▶ [DATA FOR REVIEW]:
□ □ □ □

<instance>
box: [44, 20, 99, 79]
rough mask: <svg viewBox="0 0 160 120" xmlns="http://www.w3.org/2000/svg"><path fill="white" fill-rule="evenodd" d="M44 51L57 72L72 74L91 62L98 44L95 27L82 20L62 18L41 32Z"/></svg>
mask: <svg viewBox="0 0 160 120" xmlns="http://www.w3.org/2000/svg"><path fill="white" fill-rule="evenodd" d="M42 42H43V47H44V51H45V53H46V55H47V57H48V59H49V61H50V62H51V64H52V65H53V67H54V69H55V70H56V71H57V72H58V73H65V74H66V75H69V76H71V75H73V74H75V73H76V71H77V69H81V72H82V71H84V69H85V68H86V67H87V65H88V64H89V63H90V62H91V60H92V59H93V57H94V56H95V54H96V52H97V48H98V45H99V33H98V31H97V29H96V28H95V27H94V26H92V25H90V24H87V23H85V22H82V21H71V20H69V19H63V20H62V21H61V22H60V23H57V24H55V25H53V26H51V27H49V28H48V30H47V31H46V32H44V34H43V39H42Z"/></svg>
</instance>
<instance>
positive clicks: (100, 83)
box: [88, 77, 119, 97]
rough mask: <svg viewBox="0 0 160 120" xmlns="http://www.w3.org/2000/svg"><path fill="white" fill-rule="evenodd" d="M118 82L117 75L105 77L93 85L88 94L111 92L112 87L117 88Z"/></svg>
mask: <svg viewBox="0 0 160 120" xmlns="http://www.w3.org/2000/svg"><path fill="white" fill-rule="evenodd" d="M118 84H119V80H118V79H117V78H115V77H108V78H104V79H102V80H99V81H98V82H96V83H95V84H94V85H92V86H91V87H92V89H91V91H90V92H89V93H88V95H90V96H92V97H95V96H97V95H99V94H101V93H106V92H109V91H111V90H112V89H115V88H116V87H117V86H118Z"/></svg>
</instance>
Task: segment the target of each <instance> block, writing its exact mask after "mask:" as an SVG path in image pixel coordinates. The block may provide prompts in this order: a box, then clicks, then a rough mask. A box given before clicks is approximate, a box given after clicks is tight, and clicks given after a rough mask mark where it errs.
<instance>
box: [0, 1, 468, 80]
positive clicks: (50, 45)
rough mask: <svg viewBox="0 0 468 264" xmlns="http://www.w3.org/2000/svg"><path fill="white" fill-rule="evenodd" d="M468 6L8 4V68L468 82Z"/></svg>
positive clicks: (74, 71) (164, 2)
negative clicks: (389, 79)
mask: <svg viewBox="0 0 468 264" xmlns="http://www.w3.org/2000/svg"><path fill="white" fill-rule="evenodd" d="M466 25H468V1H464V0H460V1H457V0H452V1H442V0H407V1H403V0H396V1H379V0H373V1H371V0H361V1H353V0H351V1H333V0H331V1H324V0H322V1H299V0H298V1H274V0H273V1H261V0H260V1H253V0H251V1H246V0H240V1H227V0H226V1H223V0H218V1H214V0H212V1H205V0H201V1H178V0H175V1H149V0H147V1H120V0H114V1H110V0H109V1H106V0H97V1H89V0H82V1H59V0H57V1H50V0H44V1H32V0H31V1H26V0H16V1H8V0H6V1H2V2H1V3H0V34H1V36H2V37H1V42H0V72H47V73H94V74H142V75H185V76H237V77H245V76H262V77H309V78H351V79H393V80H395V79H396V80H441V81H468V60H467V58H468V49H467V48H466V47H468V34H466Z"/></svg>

□ □ □ □

▶ [EXERCISE DESCRIPTION]:
Copy the data word for word.

▶ [TASK OUTPUT]:
<instance>
box: [44, 20, 99, 79]
rough mask: <svg viewBox="0 0 160 120" xmlns="http://www.w3.org/2000/svg"><path fill="white" fill-rule="evenodd" d="M44 51L57 72L72 74L91 62L98 44L95 27L82 20L62 18L41 32Z"/></svg>
mask: <svg viewBox="0 0 160 120" xmlns="http://www.w3.org/2000/svg"><path fill="white" fill-rule="evenodd" d="M42 42H43V47H44V51H45V53H46V55H47V57H48V59H49V61H50V62H51V64H52V65H53V67H54V69H55V70H56V71H57V72H58V73H65V74H66V75H69V76H71V75H73V74H75V73H76V71H77V69H81V72H82V71H84V69H85V68H86V67H87V65H88V64H89V63H90V62H91V60H92V59H93V57H94V56H95V54H96V52H97V48H98V45H99V33H98V31H97V29H96V28H95V27H94V26H92V25H90V24H87V23H85V22H82V21H71V20H69V19H63V20H62V21H61V22H60V23H57V24H55V25H53V26H51V27H49V28H48V30H47V31H46V32H44V34H43V39H42Z"/></svg>
</instance>
<instance>
positive clicks: (100, 83)
box: [88, 77, 119, 97]
rough mask: <svg viewBox="0 0 160 120" xmlns="http://www.w3.org/2000/svg"><path fill="white" fill-rule="evenodd" d="M118 82L117 75L105 77L93 85L88 94L111 92L112 87L117 88Z"/></svg>
mask: <svg viewBox="0 0 160 120" xmlns="http://www.w3.org/2000/svg"><path fill="white" fill-rule="evenodd" d="M118 84H119V80H118V79H117V78H115V77H108V78H104V79H102V80H99V81H98V82H96V83H95V84H94V85H92V86H91V87H92V89H91V91H90V92H89V93H88V95H90V96H92V97H95V96H97V95H99V94H101V93H106V92H109V91H111V90H112V89H115V88H116V87H117V86H118Z"/></svg>
</instance>
Task: segment the target of each <instance> block, writing its exact mask after "mask:" as an SVG path in image pixel coordinates. The block may provide prompts in this order: a box, then clicks, then a rough mask. A box given before clicks is approximate, a box given after clicks is tight, and clicks given after a rough mask mark where it errs.
<instance>
box: [0, 1, 468, 80]
positive clicks: (50, 45)
rough mask: <svg viewBox="0 0 468 264" xmlns="http://www.w3.org/2000/svg"><path fill="white" fill-rule="evenodd" d="M468 6L8 4V68L468 82Z"/></svg>
positive clicks: (74, 71) (164, 2)
negative clicks: (389, 79)
mask: <svg viewBox="0 0 468 264" xmlns="http://www.w3.org/2000/svg"><path fill="white" fill-rule="evenodd" d="M466 25H468V1H464V0H460V1H457V0H452V1H442V0H407V1H403V0H396V1H379V0H373V1H371V0H361V1H353V0H351V1H333V0H331V1H324V0H322V1H299V0H298V1H274V0H273V1H261V0H260V1H253V0H251V1H246V0H240V1H227V0H226V1H223V0H218V1H214V0H212V1H205V0H201V1H178V0H175V1H149V0H147V1H120V0H114V1H110V0H109V1H106V0H97V1H89V0H82V1H59V0H57V1H50V0H44V1H32V0H31V1H26V0H16V1H8V0H6V1H2V2H1V3H0V34H1V36H2V37H1V42H0V72H47V73H94V74H142V75H185V76H237V77H245V76H262V77H309V78H351V79H393V80H395V79H396V80H441V81H468V60H467V58H468V49H467V48H466V47H468V34H466Z"/></svg>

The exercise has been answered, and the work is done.